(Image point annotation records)
════════════════
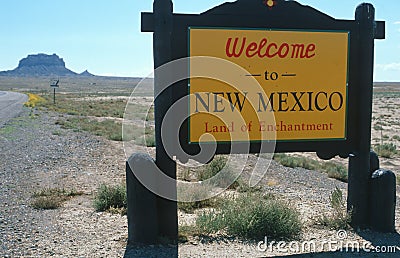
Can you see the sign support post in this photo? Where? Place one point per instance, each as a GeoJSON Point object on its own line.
{"type": "Point", "coordinates": [166, 209]}
{"type": "Point", "coordinates": [359, 161]}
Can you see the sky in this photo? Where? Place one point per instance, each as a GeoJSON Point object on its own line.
{"type": "Point", "coordinates": [104, 36]}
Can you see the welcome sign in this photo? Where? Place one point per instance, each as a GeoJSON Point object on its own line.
{"type": "Point", "coordinates": [302, 78]}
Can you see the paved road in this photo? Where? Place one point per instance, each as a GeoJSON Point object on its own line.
{"type": "Point", "coordinates": [10, 105]}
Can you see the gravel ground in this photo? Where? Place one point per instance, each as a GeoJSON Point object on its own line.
{"type": "Point", "coordinates": [35, 154]}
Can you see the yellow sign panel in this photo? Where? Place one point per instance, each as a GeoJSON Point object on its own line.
{"type": "Point", "coordinates": [255, 85]}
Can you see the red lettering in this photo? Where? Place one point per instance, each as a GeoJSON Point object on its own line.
{"type": "Point", "coordinates": [239, 46]}
{"type": "Point", "coordinates": [233, 53]}
{"type": "Point", "coordinates": [251, 48]}
{"type": "Point", "coordinates": [310, 50]}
════════════════
* _THE EXERCISE_: Copy all of the records above word for word, leaving out the pictures.

* _RESPONSE_:
Can you see the sign support post in this photo? Where? Place one point per instance, each as a GeoJSON Point object on its own line.
{"type": "Point", "coordinates": [166, 209]}
{"type": "Point", "coordinates": [359, 161]}
Can you see the sky in this photo? Where? Place one point per instance, each as a GeoJSON Point object on its own line.
{"type": "Point", "coordinates": [104, 36]}
Can you see the welcome sign in this photo? Where? Place one point per instance, each as a GeoJSON Point object on its own line.
{"type": "Point", "coordinates": [302, 78]}
Can you see the paved road in this photo? Where? Place one point per instance, each as a GeoJSON Point object on its own line.
{"type": "Point", "coordinates": [10, 105]}
Can you see the gravel ground in this photo? Where? Place one point per instance, each as a GeoJSON Point object on its own line.
{"type": "Point", "coordinates": [35, 154]}
Can you see the yellow sign panel in this photo? Where? Place one point per instance, each as a GeoJSON Point object on its own line.
{"type": "Point", "coordinates": [255, 85]}
Can you see the red lettering in this photo? Where? Place one point per instance, each as a GeoJSON Point object on its own line.
{"type": "Point", "coordinates": [239, 46]}
{"type": "Point", "coordinates": [233, 53]}
{"type": "Point", "coordinates": [251, 48]}
{"type": "Point", "coordinates": [310, 50]}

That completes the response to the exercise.